- GOAL OF THE EXERCISE
Please change "marker" to "dot" in the part of these lines that opens with the line containing "Category: white plastic" and closes with the last line, and write out only that part with nothing else altered.

+++ GIVEN ENTRIES +++

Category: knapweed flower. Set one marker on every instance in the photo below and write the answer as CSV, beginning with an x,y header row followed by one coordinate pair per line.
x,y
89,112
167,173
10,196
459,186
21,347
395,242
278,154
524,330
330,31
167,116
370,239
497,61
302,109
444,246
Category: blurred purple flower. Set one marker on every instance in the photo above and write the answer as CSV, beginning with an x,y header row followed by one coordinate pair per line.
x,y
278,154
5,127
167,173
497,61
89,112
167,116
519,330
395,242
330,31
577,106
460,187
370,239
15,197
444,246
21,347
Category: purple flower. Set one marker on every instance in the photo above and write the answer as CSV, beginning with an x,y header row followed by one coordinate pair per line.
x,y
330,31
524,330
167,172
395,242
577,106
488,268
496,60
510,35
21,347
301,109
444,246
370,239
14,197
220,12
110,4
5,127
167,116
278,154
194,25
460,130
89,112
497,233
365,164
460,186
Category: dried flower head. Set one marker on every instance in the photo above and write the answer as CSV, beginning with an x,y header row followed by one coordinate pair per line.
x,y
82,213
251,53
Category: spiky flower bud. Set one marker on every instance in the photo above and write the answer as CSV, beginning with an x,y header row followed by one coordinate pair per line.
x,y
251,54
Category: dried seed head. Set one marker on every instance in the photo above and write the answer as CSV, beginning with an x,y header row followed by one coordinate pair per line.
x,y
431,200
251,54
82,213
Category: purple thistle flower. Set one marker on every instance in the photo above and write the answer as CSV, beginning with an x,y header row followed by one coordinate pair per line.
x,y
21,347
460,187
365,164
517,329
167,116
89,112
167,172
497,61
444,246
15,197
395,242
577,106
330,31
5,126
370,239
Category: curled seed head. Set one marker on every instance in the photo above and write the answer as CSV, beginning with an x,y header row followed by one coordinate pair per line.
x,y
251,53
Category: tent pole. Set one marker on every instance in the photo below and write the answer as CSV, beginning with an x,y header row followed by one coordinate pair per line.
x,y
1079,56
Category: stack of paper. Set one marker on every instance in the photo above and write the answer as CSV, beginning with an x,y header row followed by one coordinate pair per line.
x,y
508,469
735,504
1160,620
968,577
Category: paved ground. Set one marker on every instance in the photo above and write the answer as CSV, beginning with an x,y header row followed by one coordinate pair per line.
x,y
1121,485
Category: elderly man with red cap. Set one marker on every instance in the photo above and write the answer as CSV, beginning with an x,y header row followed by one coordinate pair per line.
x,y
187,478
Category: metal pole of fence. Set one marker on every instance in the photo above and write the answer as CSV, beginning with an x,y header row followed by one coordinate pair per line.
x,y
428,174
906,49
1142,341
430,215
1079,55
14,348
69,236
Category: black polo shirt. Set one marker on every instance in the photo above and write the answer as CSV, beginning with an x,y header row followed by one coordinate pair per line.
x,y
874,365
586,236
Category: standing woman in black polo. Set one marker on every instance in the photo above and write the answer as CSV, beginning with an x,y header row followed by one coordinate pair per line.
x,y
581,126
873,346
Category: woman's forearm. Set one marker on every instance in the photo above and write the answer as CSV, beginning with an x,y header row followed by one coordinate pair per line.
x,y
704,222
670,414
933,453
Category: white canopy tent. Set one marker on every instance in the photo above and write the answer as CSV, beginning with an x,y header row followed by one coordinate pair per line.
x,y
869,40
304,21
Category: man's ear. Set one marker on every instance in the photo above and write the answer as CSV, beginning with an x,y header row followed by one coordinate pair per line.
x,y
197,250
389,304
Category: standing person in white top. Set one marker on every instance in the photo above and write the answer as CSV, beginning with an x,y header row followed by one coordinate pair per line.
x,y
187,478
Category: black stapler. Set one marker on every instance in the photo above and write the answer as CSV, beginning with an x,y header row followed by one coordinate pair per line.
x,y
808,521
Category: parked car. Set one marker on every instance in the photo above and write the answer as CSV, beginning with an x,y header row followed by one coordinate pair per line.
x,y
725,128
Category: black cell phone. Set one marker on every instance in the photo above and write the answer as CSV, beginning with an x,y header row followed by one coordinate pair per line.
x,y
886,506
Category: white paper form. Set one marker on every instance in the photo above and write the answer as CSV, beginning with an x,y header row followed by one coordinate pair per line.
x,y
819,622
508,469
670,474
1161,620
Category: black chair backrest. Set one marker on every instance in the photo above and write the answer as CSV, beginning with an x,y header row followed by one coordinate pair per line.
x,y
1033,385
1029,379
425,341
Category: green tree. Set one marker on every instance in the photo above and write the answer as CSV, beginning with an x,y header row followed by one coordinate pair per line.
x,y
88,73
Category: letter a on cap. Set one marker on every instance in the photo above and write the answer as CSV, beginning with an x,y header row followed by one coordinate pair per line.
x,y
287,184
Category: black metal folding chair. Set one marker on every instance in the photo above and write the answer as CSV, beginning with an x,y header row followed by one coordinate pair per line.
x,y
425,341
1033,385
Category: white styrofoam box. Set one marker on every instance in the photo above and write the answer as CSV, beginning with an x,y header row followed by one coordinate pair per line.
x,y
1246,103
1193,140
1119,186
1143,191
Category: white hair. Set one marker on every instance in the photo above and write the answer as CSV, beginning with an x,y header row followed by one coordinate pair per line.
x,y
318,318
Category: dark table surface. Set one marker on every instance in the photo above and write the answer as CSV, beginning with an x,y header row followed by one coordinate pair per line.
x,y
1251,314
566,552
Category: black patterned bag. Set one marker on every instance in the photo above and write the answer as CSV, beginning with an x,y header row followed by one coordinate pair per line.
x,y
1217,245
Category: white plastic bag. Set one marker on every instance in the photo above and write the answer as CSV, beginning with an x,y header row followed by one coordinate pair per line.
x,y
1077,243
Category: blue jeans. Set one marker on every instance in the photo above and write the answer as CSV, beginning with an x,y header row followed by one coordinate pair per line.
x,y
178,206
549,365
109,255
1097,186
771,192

+++

- RESPONSE TO THIS TASK
Category: white plastic bag. Set one dot on every instance in the photo above and write the answer as CSV, beginning with an x,y header row followed by one coordinate pair per line.
x,y
1077,243
Category: blue jeans. Set one dot on every instance in the photo above and write the answer as CSV, beginning with an x,y header row followed by one coordinate pair per line.
x,y
178,206
549,365
109,255
1097,186
771,192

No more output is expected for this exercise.